— Start of SOURCE —
Trausch sees faith as something that can both simplify life for college students and prove very freeing, as they enter into a period of time in their life that will be full of new experiences and adjustments.
Although she made friends at the Didde Center her freshman year and was so involved that she was elected the center’s student council president for her sophomore year, she didn’t attend the student convention as a freshman.
She almost missed it in 2013, too. But thanks to a friend’s encouragement and Didde’s plans to host the next one, she headed to Wichita for the weekend.
“I’m so glad I went,” she said. “I really enjoyed it a lot more than I ever imagined.”
Not only did she get to know Catholic college students from across the state, but she learned that they shared many of the same struggles.
She enjoyed learning how others live out their faith during their college years.
Father Ray May, chaplain and director of the Didde Catholic Campus Center and pastor of St. Mary Parish in Hartford, has always enjoyed this opportunity for college students to come together.
“It’s a good sign that the faith is still vibrant,” he said.
He also had goals he wanted this convention — the 42nd — to accomplish in the participating students’ lives: “that they grow in their faith, that they are led to practice it more profoundly, and are willing to share it with others.”
Attendees participated in Masses celebrated by Archbishop Joseph F. Naumann, Bishop Edward J. Weisenburger of the Diocese of Salina and Bishop John B. Brungardt of the Diocese of Dodge City.
Speakers at the event included Archbishop Naumann, who spoke to the students about the new evangelization during their semiformal banquet; Keith Strohm of the Catherine of Siena Institute; and Trent Horn, an apologist and speaker for Catholic Answers.
— End of SOURCE —
**YOUR TASK:** Type out the convention article from "He also had" up to and including "for Catholic Answers." with no changes.
— Start of DATA RECORDS —
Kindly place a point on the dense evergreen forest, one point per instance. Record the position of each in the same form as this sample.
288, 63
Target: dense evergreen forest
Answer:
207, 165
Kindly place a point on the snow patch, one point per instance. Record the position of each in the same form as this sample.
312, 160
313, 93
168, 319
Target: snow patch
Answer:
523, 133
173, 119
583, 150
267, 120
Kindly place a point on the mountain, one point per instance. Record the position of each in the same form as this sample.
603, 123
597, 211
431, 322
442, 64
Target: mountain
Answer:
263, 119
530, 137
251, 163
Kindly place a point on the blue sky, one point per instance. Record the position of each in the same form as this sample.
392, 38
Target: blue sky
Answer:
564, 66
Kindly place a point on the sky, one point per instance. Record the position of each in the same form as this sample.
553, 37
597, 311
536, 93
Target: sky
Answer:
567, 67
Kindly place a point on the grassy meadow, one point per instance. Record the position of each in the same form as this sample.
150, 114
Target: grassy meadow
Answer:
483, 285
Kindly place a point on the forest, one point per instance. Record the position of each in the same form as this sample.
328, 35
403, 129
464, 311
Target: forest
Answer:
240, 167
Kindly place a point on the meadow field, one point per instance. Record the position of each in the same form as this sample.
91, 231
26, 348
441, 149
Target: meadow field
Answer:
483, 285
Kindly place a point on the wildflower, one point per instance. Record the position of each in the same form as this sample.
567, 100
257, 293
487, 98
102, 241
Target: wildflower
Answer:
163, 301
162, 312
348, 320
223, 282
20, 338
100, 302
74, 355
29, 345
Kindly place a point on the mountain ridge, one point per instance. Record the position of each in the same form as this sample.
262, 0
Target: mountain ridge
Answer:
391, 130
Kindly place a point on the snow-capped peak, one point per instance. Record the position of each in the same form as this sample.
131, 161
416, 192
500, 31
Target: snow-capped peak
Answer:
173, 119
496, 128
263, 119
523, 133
— End of DATA RECORDS —
**FINISHED ANSWER:**
He also had goals he wanted this convention — the 42nd — to accomplish in the participating students’ lives: “that they grow in their faith, that they are led to practice it more profoundly, and are willing to share it with others.”
Attendees participated in Masses celebrated by Archbishop Joseph F. Naumann, Bishop Edward J. Weisenburger of the Diocese of Salina and Bishop John B. Brungardt of the Diocese of Dodge City.
Speakers at the event included Archbishop Naumann, who spoke to the students about the new evangelization during their semiformal banquet; Keith Strohm of the Catherine of Siena Institute; and Trent Horn, an apologist and speaker for Catholic Answers.